• Required tasks
1. Transcribe, word for word, everything from "One of my co-workers" down to "ED looking pretty." in the post about starting work in an Emergency Department.
2. Answer these questions from the post about starting work in an Emergency Department:
(a) How many days had the writer worked in the Emergency Department after finishing orientation?
(b) Why had the man come to the ED?
(c) What did the man buy his wife a few years earlier?
3. Write the next part of the post about starting work in an Emergency Department, picking up after its final sentence.

• Given text

One of my co-workers posted this in the break room. It made me smile. I've only worked 3 days in the Emergency Department since finishing the classroom-based hospital and nursing orientations, but I can see why this might be true. Our ED is full of young, beautiful nurses. It's already been a lot of fun for me. I'm learning a lot about how our particular ED works and how to be a nurse. But let's be honest- I didn't sign up for the job so I can run around the ED looking pretty.
I've already had a lot of memorable patients in just 3 days, but one in particular definitely impacted me. This man had surgery a few weeks ago and his incision became infected, so he had come to the ED with his wife. That they were in love was obvious as I cared for him. At one point she had to leave so he was alone for the rest of his stay in the ED. When he came back from CT Scan, I went in to check on him. He began to share a bit of what was on his heart, explaining that it would be easy to be discouraged by his condition, especially in his older age. It would be easy to look at the past and wonder if there was anything he could do to prevent his health problems. He was concerned that his wife would be burdened by his condition as she is younger than he is. But then he said that he cannot dwell in the past- he must focus on the present and anticipate the future. As we talked about what that looks like, he shared that he has always made it his mission, since the day he met his wife, to make her life a little easier. I had never thought of that being a goal of a relationship with one's life partner. He shared how he bought her a car a few years ago- brand new- because she had never had a car with zero miles on it. He shared how she sometimes is a bit hot tempered and how he has always been patient with her, trying to balance her with his calm reserve. After a few minutes, I needed to go see one of my other patients. He thanked me for listening to him because he said that not many people do. I told him that it's good for me to listen, because I tend to be the one talking most of the time.

• Records supplied
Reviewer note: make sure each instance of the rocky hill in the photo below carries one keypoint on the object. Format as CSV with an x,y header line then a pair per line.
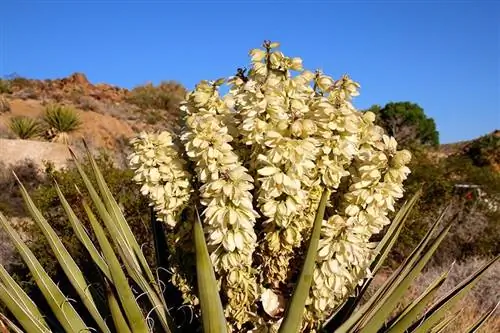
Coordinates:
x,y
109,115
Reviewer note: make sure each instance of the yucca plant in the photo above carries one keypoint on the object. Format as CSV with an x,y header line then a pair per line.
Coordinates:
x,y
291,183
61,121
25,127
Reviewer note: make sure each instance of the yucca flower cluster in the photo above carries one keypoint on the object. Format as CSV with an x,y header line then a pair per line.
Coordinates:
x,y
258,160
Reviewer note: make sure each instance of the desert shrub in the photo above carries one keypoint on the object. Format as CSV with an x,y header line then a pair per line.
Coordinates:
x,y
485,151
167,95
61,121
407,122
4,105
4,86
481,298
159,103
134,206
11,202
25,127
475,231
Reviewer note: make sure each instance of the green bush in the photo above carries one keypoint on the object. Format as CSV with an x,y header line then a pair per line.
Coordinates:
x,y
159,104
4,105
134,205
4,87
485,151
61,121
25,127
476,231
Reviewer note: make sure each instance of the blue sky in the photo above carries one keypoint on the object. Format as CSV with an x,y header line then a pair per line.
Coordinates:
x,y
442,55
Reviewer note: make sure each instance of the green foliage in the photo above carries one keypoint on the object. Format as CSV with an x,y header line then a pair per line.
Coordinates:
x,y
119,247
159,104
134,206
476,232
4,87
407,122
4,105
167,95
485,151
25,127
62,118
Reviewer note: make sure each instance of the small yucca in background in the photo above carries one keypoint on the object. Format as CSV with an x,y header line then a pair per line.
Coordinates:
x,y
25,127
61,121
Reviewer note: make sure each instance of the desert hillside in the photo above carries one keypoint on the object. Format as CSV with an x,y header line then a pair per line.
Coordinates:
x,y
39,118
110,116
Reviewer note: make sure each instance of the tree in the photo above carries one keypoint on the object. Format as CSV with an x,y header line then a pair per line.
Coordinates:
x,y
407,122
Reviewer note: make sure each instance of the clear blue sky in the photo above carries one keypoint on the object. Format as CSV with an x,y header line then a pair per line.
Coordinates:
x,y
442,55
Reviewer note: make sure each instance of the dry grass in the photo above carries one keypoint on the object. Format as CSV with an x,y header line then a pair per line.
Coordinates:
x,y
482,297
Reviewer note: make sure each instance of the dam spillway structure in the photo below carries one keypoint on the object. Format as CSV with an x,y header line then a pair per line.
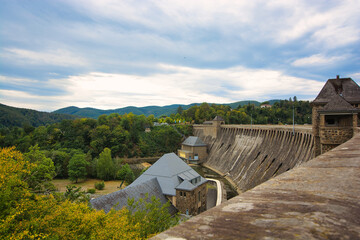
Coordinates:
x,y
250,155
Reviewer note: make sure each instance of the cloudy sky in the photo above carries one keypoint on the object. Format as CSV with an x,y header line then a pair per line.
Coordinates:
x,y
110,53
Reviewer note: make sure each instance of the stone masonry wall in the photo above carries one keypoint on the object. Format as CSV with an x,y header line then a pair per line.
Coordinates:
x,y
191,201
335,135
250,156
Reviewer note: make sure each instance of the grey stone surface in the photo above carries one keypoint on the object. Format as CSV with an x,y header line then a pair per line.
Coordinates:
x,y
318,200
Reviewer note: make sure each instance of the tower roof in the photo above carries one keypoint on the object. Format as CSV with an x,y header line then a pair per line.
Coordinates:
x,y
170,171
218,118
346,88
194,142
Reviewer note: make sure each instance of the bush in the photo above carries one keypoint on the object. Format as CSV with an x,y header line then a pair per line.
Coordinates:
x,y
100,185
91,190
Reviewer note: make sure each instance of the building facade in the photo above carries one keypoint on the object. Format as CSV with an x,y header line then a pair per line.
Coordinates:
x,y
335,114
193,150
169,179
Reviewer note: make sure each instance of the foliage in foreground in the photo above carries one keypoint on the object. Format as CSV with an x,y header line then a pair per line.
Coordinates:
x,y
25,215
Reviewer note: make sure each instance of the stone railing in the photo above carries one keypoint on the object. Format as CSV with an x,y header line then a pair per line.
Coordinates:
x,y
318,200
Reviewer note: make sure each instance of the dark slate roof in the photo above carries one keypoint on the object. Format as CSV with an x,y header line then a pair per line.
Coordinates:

• Responses to the tasks
1.
One of my co-workers posted this in the break room. It made me smile. I've only worked 3 days in the Emergency Department since finishing the classroom-based hospital and nursing orientations, but I can see why this might be true. Our ED is full of young, beautiful nurses. It's already been a lot of fun for me. I'm learning a lot about how our particular ED works and how to be a nurse. But let's be honest- I didn't sign up for the job so I can run around the ED looking pretty.

2.
(a) 3 days
(b) His incision from surgery a few weeks earlier had become infected.
(c) A brand-new car

3.
The whole conversation was so sweet that I was holding back tears. It was a reminder of the simple need to express oneself and to be heard. To look forward to what life holds and not live in regrets or what-ifs. It was a motivation to work hard at figuring out how to be a good nurse- to work effectively and efficiently- so I have time to stop a listen for a minute because for some of my patients, that need to be heard will be more important than whatever issue that brought them to the ED.